## CONSIGNAS
1: Resume en una sola oración, sin perder sus ideas principales, el párrafo del texto sobre los concilios particulares que empieza con «Y porque, en la Iglesia universal».
2: Prosigue el texto sobre los concilios particulares a partir de su última oración.

## TEXTO DE ORIGEN
▼▼▼
II
LOS CONCILIOS PARTICULARES
El presidente del concilio.
La acción conciliar de los
obispos no tiene lugar únicamente en los concilios tenidos o confirmados por el
Soberano Pontífice y cuya autoridad se extiende a la Iglesia universal.
Pero como el principado de san Pedro reproducido y representado en cada
una de las regiones del universo por la institución de los patriarcas y de los
metropolitanos, imprime al gobierno de las partes de la Iglesia, con la «forma
de Pedro», el tipo y la semejanza del cuerpo entero, así el misterio de la
cabeza y de los miembros, reproducido en sus circunscripciones, se expresa
también en ellas por las asambleas conciliares.
Y porque, en la Iglesia universal, la unión de la cabeza y de los miembros se declara
solemnemente y en toda su plenitud en el concilio ecuménico, es preciso que este
misterio de vida, guardando las debidas proporciones que convienen a colegios
restringidos, se muestre análogamente en la celebración de los concilios
particulares.
▲▲▲
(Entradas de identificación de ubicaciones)
▼▼▼
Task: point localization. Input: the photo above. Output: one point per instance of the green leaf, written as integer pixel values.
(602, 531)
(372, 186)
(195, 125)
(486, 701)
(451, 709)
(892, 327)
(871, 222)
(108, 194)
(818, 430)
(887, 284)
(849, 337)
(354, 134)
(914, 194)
▲▲▲
## RESPUESTAS
1: Como en la Iglesia universal la unión de la cabeza y los miembros se manifiesta de forma solemne y plena en el concilio ecuménico, ese misterio de vida debe mostrarse de modo análogo en los concilios particulares, con las proporciones propias de colegios restringidos.

2:
Pero importa grandemente
no perder de vista la naturaleza de la institución de las sedes particulares.
Esta institución y todo el orden de las circunscripciones inferiores que de ella
dependen tuvo su origen en la autoridad del vicario de Jesucristo y depende enteramente de su poder; esto nos induce a
hacer aquí dos observaciones dignas de consideración.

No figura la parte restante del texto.